- Source text -
Sagamore was a league powerhouse throughout the decade of the 1950s. To fans, it seemed that Sagamore would reach the league championship series every season, usually to face the Lower Cape's dominant team, Orleans. The Clouters claimed league titles in 1951, 1954, 1956 and 1959. At a time when most Cape League teams generally abided by the unwritten rule of using predominantly local players, Sagamore led the way in recruiting collegiate talent, and so set the stage for the league's modern era.

The Clouters first reached the title series in 1950, when they were downed by Orleans, but Sagamore had its revenge in the 1951 title rematch. In the most drawn-out championship series in league history, the best-of-five 1951 CCBL championship series was scheduled with just one game each week, and so began in late August and ended on the final day of September. The Clouters were on the verge of being swept after dropping Game 1 at home, 4–2, and Game 2 at Eldredge Park, 2–1. A classic Game 3 saw Sagamore turn the series around on a last-minute rally. Orleans had scored early in Game 3 at Keith Field, and Sagamore manager Karras brought in CCBL Hall of Fame hurler Jack Sanford, just back in his first game after a tour in Korea with the US Army, for long relief in the second inning. Sanford kept the game close, but the Clouters found themselves trailing, 5–4, in the bottom of the ninth. Needing only one final out to secure the series, Orleans committed a throwing error that scored Walt Stahura from third base. With the bases loaded and the score now tied, pinch-hitter Bill McCabe drew a walk that sent CCBL Hall of Famer Tello Tontini across the plate with the winning run. The Clouters started Sanford on the mound in Game 4 on the road, and came away with a 10–8 win highlighted by a six-run fourth inning that was manufactured on just two hits. Sanford got the call again in the Game 5 finale at neutral Lowell Park, and twirled a six-hit complete game 8–4 victory to give the championship to Sagamore. Sanford's impressive final line for the series included three wins on the mound, and a 5-for-12 performance at the plate.

- Extracted records -
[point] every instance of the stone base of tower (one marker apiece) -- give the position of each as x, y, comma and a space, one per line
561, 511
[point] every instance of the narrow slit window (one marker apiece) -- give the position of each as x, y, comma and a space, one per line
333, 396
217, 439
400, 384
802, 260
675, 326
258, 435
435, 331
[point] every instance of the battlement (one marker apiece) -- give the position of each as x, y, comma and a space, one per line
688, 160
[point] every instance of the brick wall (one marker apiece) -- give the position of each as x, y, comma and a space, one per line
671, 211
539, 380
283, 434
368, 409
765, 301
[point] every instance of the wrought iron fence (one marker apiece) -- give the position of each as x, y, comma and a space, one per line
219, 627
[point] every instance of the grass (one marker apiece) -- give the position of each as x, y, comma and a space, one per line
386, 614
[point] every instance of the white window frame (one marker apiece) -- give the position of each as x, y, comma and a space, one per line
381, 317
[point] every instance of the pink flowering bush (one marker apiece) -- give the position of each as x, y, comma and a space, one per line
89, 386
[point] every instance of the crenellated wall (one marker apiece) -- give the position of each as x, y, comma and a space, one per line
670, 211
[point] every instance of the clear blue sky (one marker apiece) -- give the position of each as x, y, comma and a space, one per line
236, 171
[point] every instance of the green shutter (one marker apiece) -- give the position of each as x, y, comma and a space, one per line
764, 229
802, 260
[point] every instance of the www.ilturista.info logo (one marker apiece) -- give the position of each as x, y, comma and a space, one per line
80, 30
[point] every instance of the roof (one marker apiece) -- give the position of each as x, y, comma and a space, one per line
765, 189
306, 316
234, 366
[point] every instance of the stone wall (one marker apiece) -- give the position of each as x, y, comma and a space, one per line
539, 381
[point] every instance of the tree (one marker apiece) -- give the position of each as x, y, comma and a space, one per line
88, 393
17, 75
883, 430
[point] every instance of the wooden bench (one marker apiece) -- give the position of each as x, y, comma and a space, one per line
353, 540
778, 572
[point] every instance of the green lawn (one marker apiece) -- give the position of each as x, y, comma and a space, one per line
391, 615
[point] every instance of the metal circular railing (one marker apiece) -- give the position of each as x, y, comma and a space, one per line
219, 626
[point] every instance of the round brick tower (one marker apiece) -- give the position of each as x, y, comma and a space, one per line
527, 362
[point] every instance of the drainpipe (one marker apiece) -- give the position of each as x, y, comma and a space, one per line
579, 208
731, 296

- What to produce -
Transcribe the full text on the Sagamore Clouters of the 1950s, word for word. The rows play no part in what follows.

- Answer section -
Sagamore was a league powerhouse throughout the decade of the 1950s. To fans, it seemed that Sagamore would reach the league championship series every season, usually to face the Lower Cape's dominant team, Orleans. The Clouters claimed league titles in 1951, 1954, 1956 and 1959. At a time when most Cape League teams generally abided by the unwritten rule of using predominantly local players, Sagamore led the way in recruiting collegiate talent, and so set the stage for the league's modern era.

The Clouters first reached the title series in 1950, when they were downed by Orleans, but Sagamore had its revenge in the 1951 title rematch. In the most drawn-out championship series in league history, the best-of-five 1951 CCBL championship series was scheduled with just one game each week, and so began in late August and ended on the final day of September. The Clouters were on the verge of being swept after dropping Game 1 at home, 4–2, and Game 2 at Eldredge Park, 2–1. A classic Game 3 saw Sagamore turn the series around on a last-minute rally. Orleans had scored early in Game 3 at Keith Field, and Sagamore manager Karras brought in CCBL Hall of Fame hurler Jack Sanford, just back in his first game after a tour in Korea with the US Army, for long relief in the second inning. Sanford kept the game close, but the Clouters found themselves trailing, 5–4, in the bottom of the ninth. Needing only one final out to secure the series, Orleans committed a throwing error that scored Walt Stahura from third base. With the bases loaded and the score now tied, pinch-hitter Bill McCabe drew a walk that sent CCBL Hall of Famer Tello Tontini across the plate with the winning run. The Clouters started Sanford on the mound in Game 4 on the road, and came away with a 10–8 win highlighted by a six-run fourth inning that was manufactured on just two hits. Sanford got the call again in the Game 5 finale at neutral Lowell Park, and twirled a six-hit complete game 8–4 victory to give the championship to Sagamore. Sanford's impressive final line for the series included three wins on the mound, and a 5-for-12 performance at the plate.